### Stated task
Pull out every line of the material below that contains the string "hand". Case counts.

-- START OF Listed entries --

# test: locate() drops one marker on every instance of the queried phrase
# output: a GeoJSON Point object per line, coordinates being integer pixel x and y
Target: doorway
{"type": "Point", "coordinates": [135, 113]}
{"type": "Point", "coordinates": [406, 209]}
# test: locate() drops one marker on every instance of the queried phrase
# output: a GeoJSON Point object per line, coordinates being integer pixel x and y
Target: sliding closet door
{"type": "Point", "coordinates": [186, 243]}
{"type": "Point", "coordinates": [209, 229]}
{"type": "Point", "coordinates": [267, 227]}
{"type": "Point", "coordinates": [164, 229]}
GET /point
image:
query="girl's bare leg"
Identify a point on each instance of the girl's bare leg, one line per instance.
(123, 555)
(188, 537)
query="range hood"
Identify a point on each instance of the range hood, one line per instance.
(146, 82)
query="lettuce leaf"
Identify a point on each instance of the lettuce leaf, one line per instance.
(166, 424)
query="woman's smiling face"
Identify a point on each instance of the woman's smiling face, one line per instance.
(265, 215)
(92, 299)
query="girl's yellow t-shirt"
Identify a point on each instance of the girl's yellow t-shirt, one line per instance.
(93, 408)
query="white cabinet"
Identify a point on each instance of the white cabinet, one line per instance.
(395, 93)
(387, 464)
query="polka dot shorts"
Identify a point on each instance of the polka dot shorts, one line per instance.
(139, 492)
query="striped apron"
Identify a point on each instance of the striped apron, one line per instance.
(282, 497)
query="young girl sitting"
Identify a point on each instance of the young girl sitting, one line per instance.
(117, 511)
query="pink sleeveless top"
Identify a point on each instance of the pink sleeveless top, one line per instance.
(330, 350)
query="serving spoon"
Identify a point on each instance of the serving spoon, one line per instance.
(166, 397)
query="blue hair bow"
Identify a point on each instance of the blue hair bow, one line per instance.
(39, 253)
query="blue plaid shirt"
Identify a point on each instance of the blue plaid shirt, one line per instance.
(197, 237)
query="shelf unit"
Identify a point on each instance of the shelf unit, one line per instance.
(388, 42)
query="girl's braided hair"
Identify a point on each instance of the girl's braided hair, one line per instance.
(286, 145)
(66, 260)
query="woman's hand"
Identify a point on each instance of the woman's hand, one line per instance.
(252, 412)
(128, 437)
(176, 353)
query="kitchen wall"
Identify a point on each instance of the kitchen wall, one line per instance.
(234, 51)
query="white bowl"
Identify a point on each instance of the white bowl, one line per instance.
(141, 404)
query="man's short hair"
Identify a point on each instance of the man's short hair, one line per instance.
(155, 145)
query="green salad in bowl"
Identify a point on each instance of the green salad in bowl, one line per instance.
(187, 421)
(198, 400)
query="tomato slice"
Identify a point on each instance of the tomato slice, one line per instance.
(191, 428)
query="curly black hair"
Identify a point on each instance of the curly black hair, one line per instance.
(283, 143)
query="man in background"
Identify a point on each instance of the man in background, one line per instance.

-- END OF Listed entries --

### Response for this exercise
query="woman's hand"
Identify a point on each instance of the woman's hand, one line per instance.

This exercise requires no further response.